* START GIVEN RECORDS *

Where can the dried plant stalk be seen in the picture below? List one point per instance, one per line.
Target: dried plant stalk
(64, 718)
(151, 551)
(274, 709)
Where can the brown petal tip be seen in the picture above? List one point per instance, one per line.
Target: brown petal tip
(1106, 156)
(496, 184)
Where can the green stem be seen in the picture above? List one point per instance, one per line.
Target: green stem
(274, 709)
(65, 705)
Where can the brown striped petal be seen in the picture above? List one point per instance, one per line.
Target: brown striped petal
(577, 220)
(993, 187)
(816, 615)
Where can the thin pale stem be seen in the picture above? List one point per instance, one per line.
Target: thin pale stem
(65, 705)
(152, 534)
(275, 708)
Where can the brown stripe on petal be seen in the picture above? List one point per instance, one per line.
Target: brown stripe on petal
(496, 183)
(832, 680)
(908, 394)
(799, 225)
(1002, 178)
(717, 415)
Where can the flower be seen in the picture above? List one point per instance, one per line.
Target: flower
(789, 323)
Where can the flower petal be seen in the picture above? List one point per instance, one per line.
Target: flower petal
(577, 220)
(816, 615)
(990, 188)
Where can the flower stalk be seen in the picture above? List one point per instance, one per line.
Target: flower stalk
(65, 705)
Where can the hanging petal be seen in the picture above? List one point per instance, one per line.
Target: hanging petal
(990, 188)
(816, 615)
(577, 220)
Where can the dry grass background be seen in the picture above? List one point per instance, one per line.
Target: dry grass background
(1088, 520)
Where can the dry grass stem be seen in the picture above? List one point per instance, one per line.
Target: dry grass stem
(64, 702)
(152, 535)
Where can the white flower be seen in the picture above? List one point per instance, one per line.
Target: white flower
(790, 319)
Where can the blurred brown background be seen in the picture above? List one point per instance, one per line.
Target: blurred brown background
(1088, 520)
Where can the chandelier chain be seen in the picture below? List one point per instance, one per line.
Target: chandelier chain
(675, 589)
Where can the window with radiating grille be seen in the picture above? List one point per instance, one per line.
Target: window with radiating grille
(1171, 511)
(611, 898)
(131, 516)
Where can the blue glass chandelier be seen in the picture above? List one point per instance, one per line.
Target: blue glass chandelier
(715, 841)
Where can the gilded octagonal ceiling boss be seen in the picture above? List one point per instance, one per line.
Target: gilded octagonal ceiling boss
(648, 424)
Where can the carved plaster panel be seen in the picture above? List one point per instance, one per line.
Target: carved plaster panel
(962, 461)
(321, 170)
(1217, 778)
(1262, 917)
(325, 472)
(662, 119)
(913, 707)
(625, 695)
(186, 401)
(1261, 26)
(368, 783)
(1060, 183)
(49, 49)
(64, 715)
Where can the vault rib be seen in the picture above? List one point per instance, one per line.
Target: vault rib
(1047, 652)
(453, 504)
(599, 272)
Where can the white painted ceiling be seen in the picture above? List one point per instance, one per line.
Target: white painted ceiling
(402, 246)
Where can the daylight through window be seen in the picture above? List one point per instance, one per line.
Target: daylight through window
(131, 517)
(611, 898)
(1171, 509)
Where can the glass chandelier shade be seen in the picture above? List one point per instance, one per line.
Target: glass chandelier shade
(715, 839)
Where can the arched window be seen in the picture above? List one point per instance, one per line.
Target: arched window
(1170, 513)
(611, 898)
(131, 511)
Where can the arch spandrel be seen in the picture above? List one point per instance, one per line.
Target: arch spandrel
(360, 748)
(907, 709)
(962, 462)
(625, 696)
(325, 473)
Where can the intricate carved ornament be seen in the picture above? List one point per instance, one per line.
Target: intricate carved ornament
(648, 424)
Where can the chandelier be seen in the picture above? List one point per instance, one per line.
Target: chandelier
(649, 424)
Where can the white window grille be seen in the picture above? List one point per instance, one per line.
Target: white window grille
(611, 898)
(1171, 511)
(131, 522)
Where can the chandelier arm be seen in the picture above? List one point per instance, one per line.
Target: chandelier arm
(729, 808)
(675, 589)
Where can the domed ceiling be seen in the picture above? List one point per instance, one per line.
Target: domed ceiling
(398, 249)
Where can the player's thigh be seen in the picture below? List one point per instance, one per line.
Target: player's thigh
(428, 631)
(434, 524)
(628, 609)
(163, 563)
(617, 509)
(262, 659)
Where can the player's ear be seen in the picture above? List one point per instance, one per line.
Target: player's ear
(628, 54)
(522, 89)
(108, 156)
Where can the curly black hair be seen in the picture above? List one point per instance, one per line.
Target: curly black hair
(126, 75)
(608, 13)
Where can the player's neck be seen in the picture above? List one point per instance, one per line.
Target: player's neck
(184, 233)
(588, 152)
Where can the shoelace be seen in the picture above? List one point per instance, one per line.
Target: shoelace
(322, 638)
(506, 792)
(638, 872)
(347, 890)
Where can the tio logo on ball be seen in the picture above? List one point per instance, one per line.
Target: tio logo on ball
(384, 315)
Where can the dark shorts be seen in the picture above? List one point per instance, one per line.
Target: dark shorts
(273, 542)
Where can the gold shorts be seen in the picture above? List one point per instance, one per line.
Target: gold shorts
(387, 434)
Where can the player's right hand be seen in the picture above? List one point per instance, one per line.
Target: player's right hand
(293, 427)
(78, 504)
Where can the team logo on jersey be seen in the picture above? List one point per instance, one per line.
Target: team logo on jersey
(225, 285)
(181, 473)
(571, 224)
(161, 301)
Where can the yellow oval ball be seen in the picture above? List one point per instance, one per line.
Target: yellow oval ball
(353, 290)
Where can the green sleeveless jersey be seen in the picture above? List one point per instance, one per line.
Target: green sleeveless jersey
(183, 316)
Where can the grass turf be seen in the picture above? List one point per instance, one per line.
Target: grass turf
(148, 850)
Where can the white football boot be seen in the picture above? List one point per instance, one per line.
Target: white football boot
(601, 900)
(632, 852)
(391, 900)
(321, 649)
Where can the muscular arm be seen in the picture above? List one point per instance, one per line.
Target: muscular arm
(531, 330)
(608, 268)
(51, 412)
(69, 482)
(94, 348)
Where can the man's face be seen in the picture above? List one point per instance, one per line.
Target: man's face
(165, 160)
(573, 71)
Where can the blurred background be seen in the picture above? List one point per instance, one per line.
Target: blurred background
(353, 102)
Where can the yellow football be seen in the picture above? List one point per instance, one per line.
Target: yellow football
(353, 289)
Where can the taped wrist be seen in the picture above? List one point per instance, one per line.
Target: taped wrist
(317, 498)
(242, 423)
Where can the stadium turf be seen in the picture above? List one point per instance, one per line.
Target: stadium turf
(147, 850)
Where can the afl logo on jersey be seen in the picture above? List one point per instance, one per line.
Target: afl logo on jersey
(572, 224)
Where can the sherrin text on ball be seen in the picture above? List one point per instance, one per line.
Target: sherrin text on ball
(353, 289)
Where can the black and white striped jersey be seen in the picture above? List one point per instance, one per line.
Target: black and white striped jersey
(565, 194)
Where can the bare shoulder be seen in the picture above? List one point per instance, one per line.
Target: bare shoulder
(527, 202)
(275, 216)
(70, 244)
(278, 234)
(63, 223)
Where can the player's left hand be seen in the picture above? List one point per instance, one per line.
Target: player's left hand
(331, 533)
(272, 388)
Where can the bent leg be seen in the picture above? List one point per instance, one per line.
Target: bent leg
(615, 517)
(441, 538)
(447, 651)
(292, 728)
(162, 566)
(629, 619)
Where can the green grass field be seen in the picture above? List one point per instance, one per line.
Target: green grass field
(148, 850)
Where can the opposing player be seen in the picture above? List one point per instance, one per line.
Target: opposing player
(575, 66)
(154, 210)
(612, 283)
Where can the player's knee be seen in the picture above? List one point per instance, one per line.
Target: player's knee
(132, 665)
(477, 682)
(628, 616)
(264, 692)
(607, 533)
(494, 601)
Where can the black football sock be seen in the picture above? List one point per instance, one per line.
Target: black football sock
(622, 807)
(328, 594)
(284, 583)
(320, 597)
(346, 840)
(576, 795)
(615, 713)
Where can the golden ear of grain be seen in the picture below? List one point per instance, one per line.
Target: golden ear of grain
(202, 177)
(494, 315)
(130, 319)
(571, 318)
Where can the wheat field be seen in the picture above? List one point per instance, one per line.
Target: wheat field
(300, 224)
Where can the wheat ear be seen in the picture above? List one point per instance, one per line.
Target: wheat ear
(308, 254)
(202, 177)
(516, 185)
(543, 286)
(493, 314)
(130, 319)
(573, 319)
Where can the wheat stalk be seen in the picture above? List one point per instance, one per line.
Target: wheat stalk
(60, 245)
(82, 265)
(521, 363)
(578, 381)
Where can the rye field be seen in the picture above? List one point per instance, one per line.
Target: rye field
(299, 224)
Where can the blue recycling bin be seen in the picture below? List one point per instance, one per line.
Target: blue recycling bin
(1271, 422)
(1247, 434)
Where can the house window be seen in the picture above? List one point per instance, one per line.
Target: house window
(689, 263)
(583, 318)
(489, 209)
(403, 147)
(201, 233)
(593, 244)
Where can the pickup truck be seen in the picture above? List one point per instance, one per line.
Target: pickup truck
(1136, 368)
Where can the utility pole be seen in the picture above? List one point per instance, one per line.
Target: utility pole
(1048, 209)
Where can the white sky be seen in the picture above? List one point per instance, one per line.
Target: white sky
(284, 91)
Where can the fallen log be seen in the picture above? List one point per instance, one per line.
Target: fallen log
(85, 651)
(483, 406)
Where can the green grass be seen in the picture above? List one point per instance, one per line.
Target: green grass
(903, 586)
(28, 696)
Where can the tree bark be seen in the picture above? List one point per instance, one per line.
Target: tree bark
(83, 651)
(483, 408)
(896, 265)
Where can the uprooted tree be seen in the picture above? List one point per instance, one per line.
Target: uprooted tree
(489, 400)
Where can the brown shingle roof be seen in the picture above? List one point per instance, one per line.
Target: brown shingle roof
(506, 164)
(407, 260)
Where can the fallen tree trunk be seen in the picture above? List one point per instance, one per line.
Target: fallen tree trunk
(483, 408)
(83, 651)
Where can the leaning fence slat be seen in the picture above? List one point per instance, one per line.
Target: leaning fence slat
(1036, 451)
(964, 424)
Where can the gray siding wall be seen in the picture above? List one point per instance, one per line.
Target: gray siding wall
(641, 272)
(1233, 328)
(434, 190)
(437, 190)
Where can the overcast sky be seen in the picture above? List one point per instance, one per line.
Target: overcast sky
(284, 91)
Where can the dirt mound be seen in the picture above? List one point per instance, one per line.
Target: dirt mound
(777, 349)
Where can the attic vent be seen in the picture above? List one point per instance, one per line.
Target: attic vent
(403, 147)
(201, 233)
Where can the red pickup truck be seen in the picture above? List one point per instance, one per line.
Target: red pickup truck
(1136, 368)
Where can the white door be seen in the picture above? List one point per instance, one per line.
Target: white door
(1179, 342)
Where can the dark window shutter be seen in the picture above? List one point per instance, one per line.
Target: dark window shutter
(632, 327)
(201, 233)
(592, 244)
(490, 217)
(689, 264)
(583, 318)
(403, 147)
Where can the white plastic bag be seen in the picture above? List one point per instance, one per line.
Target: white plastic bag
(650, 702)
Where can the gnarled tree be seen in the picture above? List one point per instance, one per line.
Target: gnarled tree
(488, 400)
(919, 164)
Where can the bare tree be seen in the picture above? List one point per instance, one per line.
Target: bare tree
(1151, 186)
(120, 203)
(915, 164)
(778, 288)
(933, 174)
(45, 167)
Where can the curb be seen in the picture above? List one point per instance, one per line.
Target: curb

* END GIVEN RECORDS *

Give again only the lines starting at the one that contains "Where can the white plastic" and running to the end of the data.

**EXERCISE RESULT**
Where can the white plastic bag be seen in the picture above? List one point per instance, one per line.
Target: white plastic bag
(650, 702)
Where can the gnarled tree be seen in the picture above? List one point per instance, one per line.
Target: gnarled tree
(488, 400)
(919, 164)
Where can the bare tree be seen in the picture above? List one point per instance, one per line.
Target: bare tree
(1151, 186)
(120, 203)
(915, 164)
(778, 288)
(933, 174)
(45, 167)
Where can the curb be seen in the picture above? List one point per instance, one per line.
Target: curb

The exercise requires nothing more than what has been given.